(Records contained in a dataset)
┌──

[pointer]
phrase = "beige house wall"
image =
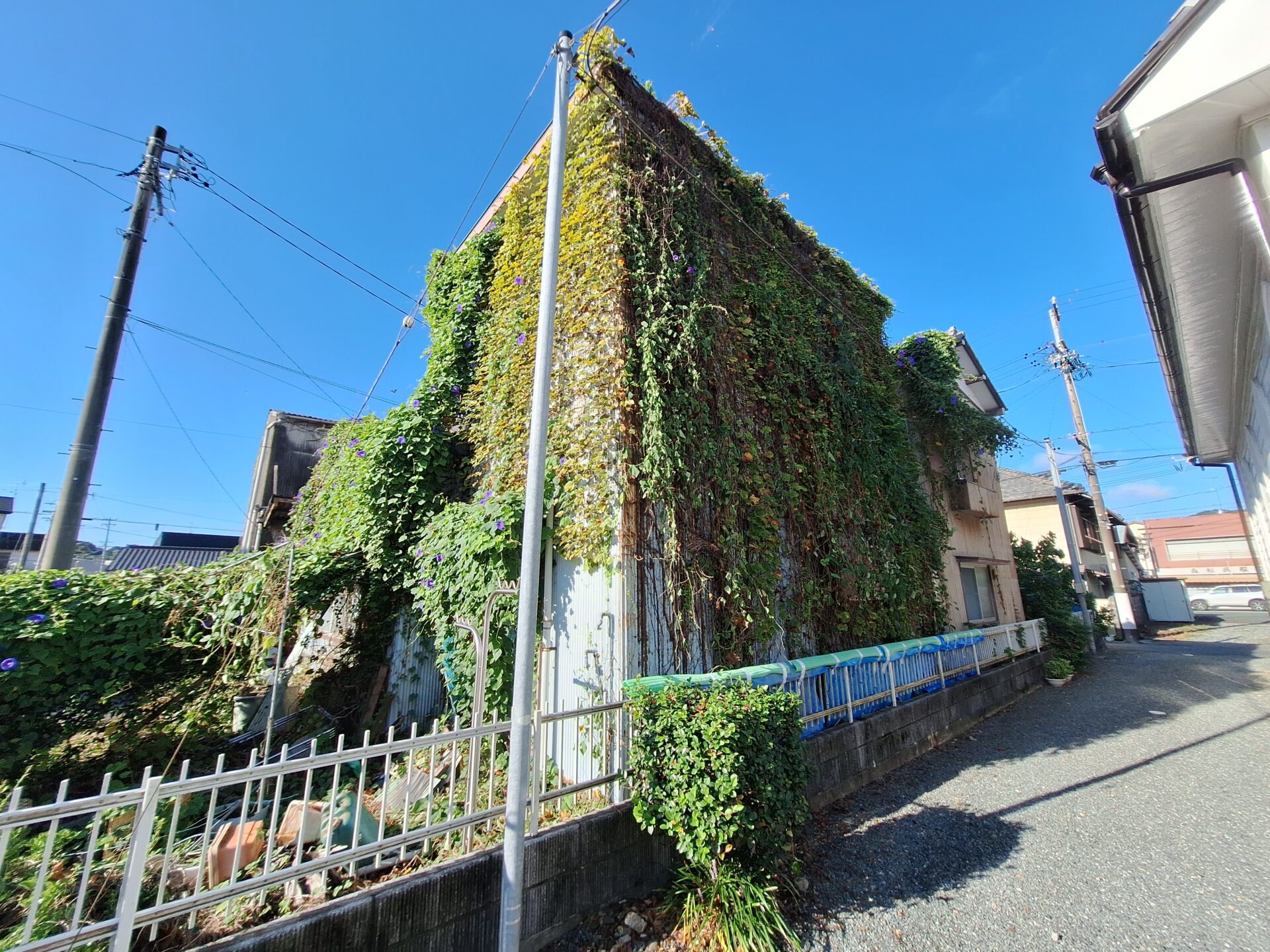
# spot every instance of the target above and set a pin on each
(981, 535)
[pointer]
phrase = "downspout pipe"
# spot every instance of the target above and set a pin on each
(1238, 506)
(1230, 167)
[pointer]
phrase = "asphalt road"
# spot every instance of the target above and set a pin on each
(1127, 810)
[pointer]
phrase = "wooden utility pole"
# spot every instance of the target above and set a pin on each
(1064, 361)
(59, 550)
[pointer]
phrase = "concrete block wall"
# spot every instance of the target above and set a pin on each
(581, 866)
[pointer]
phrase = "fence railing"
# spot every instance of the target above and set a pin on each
(182, 859)
(849, 684)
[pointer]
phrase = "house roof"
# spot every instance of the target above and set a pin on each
(1017, 487)
(163, 557)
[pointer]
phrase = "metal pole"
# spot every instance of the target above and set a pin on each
(1072, 546)
(60, 543)
(277, 658)
(31, 531)
(531, 543)
(1123, 606)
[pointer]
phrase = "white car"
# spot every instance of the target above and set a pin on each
(1231, 597)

└──

• Activity: Your answer should be a single number: how many lines in the preceding entries contain "phrase".

• Answer to this problem: 9